Reproduce exactly the lines from the line containing "In the picture above, where can the bird eye" through the end of the records below, including both ends, and nothing else.
====== AVAILABLE RECORDS
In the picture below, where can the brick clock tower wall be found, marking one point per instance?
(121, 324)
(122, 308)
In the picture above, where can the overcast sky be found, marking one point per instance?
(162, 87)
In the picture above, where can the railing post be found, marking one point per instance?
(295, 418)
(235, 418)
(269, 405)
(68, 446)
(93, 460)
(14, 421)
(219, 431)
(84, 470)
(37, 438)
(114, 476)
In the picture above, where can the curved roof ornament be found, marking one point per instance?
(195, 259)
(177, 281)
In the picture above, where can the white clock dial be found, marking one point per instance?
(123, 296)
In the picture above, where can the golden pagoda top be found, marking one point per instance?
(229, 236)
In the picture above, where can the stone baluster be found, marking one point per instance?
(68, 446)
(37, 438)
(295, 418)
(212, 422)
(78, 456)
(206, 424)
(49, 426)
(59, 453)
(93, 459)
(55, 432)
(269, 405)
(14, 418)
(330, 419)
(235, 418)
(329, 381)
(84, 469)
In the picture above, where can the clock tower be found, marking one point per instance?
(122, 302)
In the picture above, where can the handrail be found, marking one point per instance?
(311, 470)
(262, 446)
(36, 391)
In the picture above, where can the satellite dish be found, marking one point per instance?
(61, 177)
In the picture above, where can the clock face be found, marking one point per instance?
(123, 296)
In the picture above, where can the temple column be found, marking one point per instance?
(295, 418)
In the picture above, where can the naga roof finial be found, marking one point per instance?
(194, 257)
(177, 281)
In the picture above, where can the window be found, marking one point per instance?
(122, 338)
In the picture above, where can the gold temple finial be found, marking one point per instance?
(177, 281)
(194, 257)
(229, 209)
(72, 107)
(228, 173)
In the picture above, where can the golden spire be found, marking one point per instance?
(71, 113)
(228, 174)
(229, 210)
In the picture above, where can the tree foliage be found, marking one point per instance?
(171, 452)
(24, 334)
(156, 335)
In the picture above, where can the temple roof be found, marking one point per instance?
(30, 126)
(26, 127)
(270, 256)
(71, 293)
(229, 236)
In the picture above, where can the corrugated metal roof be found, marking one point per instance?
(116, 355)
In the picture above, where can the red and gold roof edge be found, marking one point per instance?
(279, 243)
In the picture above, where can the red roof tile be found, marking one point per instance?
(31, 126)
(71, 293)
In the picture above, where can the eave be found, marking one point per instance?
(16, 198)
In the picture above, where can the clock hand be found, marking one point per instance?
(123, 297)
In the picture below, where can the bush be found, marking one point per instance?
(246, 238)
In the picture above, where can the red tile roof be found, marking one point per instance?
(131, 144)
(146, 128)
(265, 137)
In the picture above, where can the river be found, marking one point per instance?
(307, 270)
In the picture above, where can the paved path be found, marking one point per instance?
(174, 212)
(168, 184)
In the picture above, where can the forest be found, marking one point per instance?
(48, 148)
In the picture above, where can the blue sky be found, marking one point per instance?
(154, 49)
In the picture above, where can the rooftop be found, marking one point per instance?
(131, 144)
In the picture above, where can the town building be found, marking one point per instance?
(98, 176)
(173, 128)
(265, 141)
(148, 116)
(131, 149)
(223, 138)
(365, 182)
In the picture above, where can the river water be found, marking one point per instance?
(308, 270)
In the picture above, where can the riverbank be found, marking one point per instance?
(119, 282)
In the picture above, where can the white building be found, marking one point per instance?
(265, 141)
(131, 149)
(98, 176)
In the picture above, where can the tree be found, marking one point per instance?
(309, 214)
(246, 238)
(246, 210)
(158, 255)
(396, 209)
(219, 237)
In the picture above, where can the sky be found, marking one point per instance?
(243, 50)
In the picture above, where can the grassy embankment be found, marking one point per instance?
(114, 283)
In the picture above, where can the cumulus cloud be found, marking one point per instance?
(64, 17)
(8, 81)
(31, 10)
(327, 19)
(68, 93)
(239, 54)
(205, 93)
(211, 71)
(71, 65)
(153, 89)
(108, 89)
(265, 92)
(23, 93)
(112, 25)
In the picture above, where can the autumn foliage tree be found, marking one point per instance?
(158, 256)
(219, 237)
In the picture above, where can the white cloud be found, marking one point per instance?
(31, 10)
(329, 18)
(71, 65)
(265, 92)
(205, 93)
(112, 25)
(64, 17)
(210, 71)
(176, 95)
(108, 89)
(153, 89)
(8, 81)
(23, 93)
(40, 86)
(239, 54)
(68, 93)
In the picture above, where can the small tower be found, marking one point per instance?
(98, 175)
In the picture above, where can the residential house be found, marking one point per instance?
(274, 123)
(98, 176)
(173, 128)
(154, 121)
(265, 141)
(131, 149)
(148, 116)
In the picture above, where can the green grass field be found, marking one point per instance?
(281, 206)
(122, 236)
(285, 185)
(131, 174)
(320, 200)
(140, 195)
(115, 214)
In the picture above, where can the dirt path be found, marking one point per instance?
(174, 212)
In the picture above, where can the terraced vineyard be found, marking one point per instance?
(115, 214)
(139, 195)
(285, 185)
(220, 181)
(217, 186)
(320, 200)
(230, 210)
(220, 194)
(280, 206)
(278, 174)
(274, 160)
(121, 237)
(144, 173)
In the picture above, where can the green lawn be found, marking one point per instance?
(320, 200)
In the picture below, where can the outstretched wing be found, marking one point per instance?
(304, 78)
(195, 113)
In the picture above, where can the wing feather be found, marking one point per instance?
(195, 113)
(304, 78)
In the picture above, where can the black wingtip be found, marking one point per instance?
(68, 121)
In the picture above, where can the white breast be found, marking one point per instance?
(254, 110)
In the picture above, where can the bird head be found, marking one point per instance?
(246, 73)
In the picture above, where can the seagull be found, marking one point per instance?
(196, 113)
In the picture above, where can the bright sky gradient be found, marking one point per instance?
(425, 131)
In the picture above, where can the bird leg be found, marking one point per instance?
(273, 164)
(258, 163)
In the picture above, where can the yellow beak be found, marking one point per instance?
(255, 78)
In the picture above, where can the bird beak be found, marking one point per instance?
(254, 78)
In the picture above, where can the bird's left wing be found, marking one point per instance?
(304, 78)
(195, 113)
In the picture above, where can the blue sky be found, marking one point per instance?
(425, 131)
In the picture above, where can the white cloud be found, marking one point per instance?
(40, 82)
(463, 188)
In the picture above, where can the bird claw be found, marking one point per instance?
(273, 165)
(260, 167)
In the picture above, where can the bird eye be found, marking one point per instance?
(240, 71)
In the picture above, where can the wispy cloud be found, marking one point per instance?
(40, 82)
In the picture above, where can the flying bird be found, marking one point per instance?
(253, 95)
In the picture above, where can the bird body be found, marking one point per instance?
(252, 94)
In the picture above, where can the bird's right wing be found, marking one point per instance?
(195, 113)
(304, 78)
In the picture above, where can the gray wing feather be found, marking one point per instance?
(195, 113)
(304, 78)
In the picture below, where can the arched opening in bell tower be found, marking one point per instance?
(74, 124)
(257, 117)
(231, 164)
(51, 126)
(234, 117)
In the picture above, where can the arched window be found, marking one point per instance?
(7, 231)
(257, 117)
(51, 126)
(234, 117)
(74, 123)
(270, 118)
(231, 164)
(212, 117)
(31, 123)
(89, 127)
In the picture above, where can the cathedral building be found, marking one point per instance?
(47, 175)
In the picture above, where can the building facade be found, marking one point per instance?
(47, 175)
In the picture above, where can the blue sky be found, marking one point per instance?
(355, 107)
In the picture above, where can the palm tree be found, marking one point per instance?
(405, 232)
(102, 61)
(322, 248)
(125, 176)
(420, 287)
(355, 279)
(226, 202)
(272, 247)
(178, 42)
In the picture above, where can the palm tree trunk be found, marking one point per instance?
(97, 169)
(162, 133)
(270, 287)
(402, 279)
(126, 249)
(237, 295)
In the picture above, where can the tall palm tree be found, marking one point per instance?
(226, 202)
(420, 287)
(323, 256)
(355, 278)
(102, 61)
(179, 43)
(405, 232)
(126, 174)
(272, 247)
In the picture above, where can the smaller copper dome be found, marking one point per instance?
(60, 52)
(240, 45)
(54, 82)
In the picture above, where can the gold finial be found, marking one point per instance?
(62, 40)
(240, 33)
============
TASK SOLUTION:
In the picture above, where can the bird eye be found, marking one point per instance?
(240, 71)
In the picture above, where can the wispy cloud be found, marking one point per instance?
(40, 82)
In the picture above, where can the flying bird be found, marking one point per instance?
(253, 95)
In the picture above, where can the bird body be found, marking one point per instance?
(252, 94)
In the picture above, where can the bird's right wing be found, marking one point per instance?
(195, 113)
(304, 78)
In the picture above, where can the gray wing feather be found, marking one point per instance?
(195, 113)
(304, 78)
In the picture below, where can the arched opening in bell tower be found, marking one point per instance?
(74, 124)
(257, 117)
(231, 164)
(51, 126)
(234, 117)
In the picture above, where can the arched window be found, marking one point per instance?
(7, 231)
(257, 117)
(51, 126)
(234, 117)
(74, 123)
(270, 118)
(231, 164)
(212, 117)
(31, 123)
(89, 127)
In the picture above, where can the cathedral building be found, marking one point per instance?
(47, 175)
In the picture above, where can the building facade be found, marking one point per instance?
(47, 175)
In the picture above, where can the blue sky be found, marking one point per instance?
(355, 107)
In the picture above, where can the palm tree be found, marking one point per instance?
(405, 232)
(102, 61)
(322, 248)
(125, 176)
(420, 287)
(355, 279)
(226, 202)
(272, 247)
(178, 42)
In the picture above, where can the palm tree trunk be found, marking one point per instance?
(97, 169)
(162, 133)
(270, 287)
(402, 279)
(126, 249)
(237, 295)
In the picture above, where can the tall palm tree be found, marking one point per instance?
(226, 202)
(420, 287)
(323, 256)
(355, 278)
(102, 61)
(179, 43)
(405, 232)
(126, 174)
(272, 247)
In the picture above, where can the smaller copper dome be found, marking one point per instance?
(60, 52)
(240, 45)
(54, 82)
In the picture above, where can the gold finial be found, marking one point per instance?
(62, 40)
(240, 33)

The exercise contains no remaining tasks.